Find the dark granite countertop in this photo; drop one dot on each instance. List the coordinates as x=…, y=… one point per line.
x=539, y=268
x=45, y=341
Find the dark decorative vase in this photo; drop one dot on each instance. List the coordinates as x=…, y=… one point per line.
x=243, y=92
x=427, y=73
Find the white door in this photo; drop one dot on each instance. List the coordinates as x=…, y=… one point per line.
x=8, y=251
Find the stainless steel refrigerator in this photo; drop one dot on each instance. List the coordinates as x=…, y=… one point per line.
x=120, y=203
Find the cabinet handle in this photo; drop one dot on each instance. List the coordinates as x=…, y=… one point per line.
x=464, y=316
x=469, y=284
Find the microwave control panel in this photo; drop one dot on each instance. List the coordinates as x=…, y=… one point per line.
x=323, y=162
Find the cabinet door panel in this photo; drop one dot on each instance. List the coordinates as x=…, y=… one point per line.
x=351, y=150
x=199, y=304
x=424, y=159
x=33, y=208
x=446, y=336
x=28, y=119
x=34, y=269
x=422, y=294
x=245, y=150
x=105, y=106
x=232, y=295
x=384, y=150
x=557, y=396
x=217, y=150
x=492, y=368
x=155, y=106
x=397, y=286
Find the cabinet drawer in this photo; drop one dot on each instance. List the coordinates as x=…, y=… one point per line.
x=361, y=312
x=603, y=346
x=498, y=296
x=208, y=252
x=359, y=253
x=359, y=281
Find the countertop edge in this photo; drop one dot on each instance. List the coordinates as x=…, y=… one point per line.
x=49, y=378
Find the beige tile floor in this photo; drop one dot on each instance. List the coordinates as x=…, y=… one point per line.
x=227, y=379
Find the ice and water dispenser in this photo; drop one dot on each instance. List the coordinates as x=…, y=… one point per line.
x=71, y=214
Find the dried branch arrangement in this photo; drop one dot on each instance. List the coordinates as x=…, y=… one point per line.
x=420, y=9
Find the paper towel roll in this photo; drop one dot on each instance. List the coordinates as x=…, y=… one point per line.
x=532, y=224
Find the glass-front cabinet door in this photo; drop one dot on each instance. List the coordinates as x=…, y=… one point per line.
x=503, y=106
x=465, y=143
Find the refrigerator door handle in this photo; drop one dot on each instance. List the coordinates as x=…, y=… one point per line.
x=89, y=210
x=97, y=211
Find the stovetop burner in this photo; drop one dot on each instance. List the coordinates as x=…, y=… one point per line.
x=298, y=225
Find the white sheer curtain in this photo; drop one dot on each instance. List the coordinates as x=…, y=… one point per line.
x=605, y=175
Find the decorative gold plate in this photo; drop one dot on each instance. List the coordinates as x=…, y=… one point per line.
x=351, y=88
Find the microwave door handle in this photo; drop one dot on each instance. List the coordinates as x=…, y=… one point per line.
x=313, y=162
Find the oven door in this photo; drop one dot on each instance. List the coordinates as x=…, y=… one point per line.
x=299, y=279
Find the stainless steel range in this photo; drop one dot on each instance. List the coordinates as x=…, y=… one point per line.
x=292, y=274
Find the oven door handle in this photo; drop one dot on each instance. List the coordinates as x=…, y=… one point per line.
_ _ _ _ _
* Exercise
Please put the material above into a numbered list, starting at the line that contains "Find the microwave door" and ending at the final line, including both. Leave out any blank lines and include only those lines.

* Complete output
1. Find the microwave door handle in this photo; drop one dot on each instance. List the coordinates as x=…, y=… one point per line.
2. x=313, y=162
3. Find the oven door in this photo; drop one dot on each instance. List the coordinates as x=…, y=… one point per line.
4. x=299, y=279
5. Find the stainless steel range in this photo; drop one dot on each instance. List the coordinates as x=…, y=… one point per line.
6. x=292, y=274
7. Find the oven door handle in this photo; drop one dot on each instance. List the coordinates as x=…, y=… one point per line.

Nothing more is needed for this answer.